*SET EXERCISE*. Render the records below as a two-column CSV with the header input,output, one row per record, with the record's text under input and its answer under output. Enclose every field in double quotes and replace each line break inside a field with a space.

━━━ WORKING DATA

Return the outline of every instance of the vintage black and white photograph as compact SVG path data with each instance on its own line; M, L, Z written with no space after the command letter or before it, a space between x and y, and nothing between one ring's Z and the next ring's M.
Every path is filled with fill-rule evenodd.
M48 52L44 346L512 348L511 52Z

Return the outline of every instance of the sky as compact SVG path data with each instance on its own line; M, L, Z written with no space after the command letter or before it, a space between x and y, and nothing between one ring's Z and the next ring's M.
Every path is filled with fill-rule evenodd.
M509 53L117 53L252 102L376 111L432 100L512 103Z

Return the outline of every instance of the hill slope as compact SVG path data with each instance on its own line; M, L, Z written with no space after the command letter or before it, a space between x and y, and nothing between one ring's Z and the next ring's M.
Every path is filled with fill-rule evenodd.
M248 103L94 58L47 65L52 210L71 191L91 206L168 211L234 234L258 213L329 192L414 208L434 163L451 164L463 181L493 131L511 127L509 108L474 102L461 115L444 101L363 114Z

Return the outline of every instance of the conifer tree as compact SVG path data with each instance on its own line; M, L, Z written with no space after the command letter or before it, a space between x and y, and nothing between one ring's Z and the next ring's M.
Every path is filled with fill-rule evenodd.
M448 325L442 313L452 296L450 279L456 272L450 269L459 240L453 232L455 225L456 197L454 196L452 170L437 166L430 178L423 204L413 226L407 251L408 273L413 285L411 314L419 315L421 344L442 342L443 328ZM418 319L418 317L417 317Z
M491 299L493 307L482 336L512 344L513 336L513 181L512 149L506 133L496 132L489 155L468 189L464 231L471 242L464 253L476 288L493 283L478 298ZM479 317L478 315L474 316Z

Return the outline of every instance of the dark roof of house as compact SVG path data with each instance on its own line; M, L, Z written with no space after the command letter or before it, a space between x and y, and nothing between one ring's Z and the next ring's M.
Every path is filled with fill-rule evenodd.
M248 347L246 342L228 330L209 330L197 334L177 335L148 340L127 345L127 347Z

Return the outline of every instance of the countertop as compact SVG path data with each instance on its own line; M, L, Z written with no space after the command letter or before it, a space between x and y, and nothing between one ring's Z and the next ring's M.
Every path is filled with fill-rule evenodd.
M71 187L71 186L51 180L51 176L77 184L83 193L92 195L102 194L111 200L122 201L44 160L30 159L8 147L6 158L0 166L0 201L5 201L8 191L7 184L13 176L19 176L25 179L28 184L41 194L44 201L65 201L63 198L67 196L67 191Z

━━━━━━

*OUTPUT OF THE TASK*.
input,output
"Return the outline of every instance of the vintage black and white photograph as compact SVG path data with each instance on its own line; M, L, Z written with no space after the command letter or before it, a space between x and y, and nothing between one ring's Z and the next ring's M. Every path is filled with fill-rule evenodd.","M48 52L44 346L512 348L511 52Z"
"Return the outline of every instance of the sky as compact SVG path data with each instance on its own line; M, L, Z written with no space after the command letter or before it, a space between x and y, and nothing between one ring's Z and the next ring's M. Every path is filled with fill-rule evenodd.","M509 53L117 53L252 102L376 111L432 100L512 103Z"
"Return the outline of every instance of the hill slope as compact SVG path data with each instance on its own line; M, L, Z written with no space after the command letter or before it, a space between x and y, and nothing between one ring's Z and the next ring's M. Every path is filled with fill-rule evenodd.","M248 103L94 58L47 65L52 210L71 191L91 206L168 211L234 234L258 213L329 192L414 208L434 163L451 164L463 181L493 131L511 127L509 108L474 102L461 115L444 101L363 114Z"
"Return the outline of every instance of the conifer tree as compact SVG path data with each instance on its own line; M, L, Z written with no space after the command letter or before it, a space between x and y, and nothing between one ring's Z and the next ring's M. Every path is filled with fill-rule evenodd.","M448 325L442 313L452 296L450 279L456 272L450 269L459 240L453 232L455 225L456 197L454 196L452 170L437 166L430 178L423 204L413 226L407 251L408 273L413 285L411 314L419 315L421 344L442 342L443 328ZM418 319L418 317L417 317Z M491 299L493 307L482 336L512 344L513 336L513 181L512 149L506 133L496 132L489 155L468 189L464 231L471 242L464 253L476 288L493 283L478 298ZM479 317L478 315L474 316Z"
"Return the outline of every instance of the dark roof of house as compact SVG path data with each instance on its own line; M, L, Z written with no space after the command letter or before it, a space between x and y, and nothing between one ring's Z and the next ring's M. Every path is filled with fill-rule evenodd.","M248 347L246 342L228 330L209 330L197 334L177 335L148 340L127 345L127 347Z"
"Return the outline of every instance of the countertop as compact SVG path data with each instance on its own line; M, L, Z written with no space after the command letter or before it, a space between x and y, and nothing between one ring's Z and the next ring's M. Every path is filled with fill-rule evenodd.","M71 187L71 186L51 180L51 176L77 184L83 193L92 195L102 194L111 200L122 201L44 160L30 159L8 147L6 158L0 166L0 201L5 201L8 191L7 184L13 176L19 176L25 179L28 184L41 194L44 201L65 201L63 198L67 196L67 191Z"